Items from a dataset

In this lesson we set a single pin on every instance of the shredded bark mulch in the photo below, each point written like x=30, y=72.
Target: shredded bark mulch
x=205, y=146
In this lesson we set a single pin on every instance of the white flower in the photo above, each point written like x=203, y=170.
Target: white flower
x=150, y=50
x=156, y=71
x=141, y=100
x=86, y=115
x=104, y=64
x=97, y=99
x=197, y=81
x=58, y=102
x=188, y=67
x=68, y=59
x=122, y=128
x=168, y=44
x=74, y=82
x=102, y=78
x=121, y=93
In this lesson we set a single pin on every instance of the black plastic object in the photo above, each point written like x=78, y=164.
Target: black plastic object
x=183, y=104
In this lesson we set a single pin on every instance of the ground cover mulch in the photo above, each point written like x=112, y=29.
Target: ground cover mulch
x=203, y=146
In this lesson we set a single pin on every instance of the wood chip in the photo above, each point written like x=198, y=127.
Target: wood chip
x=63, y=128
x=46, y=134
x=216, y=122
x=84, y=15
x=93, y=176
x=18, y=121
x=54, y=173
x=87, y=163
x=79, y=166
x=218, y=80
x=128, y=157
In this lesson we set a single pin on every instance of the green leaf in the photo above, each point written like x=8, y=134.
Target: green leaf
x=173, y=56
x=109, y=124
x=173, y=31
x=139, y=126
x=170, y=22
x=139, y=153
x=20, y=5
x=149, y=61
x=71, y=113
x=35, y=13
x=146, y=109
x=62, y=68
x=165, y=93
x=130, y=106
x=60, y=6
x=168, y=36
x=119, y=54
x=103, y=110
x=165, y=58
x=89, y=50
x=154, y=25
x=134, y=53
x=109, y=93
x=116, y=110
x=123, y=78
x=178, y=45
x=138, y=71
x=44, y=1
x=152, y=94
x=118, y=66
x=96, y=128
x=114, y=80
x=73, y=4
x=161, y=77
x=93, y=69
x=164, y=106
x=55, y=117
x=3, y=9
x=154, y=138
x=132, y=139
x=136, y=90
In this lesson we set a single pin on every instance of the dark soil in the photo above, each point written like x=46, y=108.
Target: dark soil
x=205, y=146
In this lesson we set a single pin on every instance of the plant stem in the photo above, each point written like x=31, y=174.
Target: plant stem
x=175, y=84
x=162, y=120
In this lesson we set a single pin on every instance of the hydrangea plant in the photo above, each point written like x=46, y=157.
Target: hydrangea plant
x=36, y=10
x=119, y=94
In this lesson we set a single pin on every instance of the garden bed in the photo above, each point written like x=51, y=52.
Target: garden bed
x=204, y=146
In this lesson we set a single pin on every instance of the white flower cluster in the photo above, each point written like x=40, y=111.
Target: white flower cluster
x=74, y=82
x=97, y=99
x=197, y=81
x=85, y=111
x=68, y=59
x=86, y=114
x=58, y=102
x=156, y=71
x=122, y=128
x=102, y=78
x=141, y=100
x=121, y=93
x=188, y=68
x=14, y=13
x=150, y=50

What the task requires: Every line above from the line with "like x=198, y=127." to the line with "like x=8, y=134.", inclusive, must be returned exactly; no other line belongs in the reply.

Exercise result:
In this lesson we set a single pin on every instance of the wood chip in the photo above, each point written like x=198, y=127.
Target: wood chip
x=63, y=128
x=46, y=134
x=216, y=122
x=84, y=15
x=93, y=176
x=18, y=121
x=54, y=173
x=87, y=163
x=79, y=166
x=218, y=80
x=128, y=157
In this lesson we set a single pin on every instance of the green leaf in the photo above, each point written like x=8, y=134.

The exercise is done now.